I agree. Donald Trump is neither the savior nor the devil. That’s not really saying much, however because there is only one savior and there is only one devil. Martin Luther King Jr. was not the savior and Hitler was not the devil, but the chasm between the two is incredibly wide.
“He is a frail, fallen, fearfully and wonderfully made broken and talented and sinful and misguided and intelligent and paradoxical man whom God, in his infinite (and, to some, mysterious) wisdom, decided, for his own sovereign purposes, chose to occupy the most powerful office in the world.”
Frail, fallen, fearfully and wonderfully made, broken, talented, misguided, intelligent, paradoxical? Yes. As we all are to one degree or another. Again, nothing particular to Trump here. Sovereignly chosen by God to occupy the most powerful office in the world? Not so much. Now, this is where our deep theological differences are beginning to show. I reject the notion that God sovereignly appoints every civic leader. This is obviously not the place for an extended excursus on free will, however I believe scripture teaches that God, in his infinite sovereignty, bestowed upon humankind the freedom to choose. Sometimes people use that freedom to do wonderful and beautiful things, and sometimes they use that freedom to do evil and destructive things. In democratic elections, the God-given freedom to choose includes the freedom to choose elected officials. Certainly scripture teaches that God has, at times, intervened in human political systems to accomplish his intended goal. Even in scripture, however, this seems to be the exception rather than the rule. God did not choose Donald Trump to be President, the American electorate did.
“Whatever hope some might be placing in Mr. Trump to be the answer to the world’s problems, such hope is misdirected, as only Jesus has the power to change the world with all of its complexities and thorns and thistles.”

+++

**REQUESTS:**
a. In the passage on Donald Trump, who does the writer say chose Trump to be President?
b. Identify every line of the records that contains the string "modern", matching case exactly.
The passage on Donald Trump and the records that come after it are unrelated material.

**PROVIDED DATA:**
+++

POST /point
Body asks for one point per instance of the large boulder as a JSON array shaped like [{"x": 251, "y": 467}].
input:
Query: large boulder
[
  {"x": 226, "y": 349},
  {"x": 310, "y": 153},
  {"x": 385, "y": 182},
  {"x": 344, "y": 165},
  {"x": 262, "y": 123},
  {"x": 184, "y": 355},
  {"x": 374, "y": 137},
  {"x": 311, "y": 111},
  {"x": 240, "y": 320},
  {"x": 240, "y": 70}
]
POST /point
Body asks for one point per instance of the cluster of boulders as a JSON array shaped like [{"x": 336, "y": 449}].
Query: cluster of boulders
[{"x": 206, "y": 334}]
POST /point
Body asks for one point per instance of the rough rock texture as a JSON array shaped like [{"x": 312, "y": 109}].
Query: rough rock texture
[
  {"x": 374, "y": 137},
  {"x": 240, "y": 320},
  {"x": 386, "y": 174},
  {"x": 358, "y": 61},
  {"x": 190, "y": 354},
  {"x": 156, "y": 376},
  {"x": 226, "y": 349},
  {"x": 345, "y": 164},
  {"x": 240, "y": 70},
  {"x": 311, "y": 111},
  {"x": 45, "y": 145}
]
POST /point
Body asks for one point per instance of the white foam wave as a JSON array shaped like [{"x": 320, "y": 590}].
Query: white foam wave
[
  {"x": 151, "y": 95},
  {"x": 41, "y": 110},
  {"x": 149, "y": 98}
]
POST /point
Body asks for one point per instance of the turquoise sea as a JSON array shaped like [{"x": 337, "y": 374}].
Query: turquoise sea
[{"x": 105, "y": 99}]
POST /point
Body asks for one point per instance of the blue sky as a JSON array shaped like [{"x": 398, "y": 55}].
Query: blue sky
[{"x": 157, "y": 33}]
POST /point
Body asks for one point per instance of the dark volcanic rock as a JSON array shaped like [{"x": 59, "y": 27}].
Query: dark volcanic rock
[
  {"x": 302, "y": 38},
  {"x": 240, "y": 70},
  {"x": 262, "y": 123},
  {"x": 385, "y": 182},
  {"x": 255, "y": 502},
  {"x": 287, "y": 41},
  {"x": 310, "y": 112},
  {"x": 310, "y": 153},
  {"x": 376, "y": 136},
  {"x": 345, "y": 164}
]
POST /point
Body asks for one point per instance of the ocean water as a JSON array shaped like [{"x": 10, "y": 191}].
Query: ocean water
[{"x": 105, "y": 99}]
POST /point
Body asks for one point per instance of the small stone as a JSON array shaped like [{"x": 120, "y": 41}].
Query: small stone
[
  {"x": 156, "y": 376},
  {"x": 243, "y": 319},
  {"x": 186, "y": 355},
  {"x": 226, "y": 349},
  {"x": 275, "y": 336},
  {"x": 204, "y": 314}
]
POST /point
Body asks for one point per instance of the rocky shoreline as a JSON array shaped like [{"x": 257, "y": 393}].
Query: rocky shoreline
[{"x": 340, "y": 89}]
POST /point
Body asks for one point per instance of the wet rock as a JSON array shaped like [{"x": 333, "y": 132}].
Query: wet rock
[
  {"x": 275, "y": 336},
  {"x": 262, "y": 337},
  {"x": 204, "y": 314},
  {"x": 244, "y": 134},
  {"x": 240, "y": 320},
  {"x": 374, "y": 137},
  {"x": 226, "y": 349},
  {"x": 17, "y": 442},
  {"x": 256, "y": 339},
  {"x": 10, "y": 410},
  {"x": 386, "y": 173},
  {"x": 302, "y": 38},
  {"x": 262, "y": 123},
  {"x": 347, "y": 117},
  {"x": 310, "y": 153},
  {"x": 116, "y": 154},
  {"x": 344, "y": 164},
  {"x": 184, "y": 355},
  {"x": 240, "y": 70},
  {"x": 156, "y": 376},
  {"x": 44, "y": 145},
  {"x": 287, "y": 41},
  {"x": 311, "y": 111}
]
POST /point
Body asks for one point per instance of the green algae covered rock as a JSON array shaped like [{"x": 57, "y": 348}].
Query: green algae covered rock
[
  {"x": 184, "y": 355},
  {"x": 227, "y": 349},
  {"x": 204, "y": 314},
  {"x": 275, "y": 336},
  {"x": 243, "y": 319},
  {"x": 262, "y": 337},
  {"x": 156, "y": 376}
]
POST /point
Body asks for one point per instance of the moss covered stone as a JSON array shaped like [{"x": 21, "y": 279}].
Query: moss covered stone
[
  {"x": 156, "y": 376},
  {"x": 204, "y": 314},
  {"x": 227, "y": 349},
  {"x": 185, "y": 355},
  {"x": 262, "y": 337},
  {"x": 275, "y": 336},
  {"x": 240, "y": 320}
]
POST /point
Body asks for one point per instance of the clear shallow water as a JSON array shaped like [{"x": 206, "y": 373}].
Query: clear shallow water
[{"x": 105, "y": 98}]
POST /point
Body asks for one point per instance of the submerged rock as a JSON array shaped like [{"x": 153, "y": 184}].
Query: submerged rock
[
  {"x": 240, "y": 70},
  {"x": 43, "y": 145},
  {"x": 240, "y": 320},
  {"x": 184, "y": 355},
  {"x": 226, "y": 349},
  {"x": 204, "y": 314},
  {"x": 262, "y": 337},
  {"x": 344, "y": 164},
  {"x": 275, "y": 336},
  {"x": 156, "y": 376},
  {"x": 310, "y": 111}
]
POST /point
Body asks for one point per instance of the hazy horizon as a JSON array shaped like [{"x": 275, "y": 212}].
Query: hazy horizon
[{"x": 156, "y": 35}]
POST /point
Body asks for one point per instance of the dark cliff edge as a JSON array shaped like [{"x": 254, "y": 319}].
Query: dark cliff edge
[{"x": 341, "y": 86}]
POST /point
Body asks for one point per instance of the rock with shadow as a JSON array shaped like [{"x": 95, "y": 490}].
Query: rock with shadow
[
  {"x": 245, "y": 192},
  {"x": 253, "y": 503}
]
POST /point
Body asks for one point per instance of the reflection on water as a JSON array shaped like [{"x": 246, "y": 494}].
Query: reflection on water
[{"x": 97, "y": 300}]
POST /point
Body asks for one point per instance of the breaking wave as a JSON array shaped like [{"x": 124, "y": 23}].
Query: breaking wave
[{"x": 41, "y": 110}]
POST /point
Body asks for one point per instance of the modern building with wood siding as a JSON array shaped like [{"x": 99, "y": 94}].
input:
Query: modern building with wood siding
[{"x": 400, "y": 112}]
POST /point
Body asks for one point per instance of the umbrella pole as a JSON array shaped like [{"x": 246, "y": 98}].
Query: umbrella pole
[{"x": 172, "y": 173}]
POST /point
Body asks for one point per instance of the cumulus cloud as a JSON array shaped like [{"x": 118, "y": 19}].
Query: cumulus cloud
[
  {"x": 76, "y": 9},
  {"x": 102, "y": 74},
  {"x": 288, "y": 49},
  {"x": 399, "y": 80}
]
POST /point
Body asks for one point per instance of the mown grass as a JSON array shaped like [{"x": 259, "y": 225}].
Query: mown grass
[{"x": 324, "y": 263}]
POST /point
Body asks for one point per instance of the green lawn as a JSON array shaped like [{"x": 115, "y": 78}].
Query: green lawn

+++

**OUTPUTS BY TASK:**
a. The American electorate chose him, not God.

b.
Body asks for one point per instance of the modern building with wood siding as a JSON array shaped like [{"x": 99, "y": 94}].
Query: modern building with wood siding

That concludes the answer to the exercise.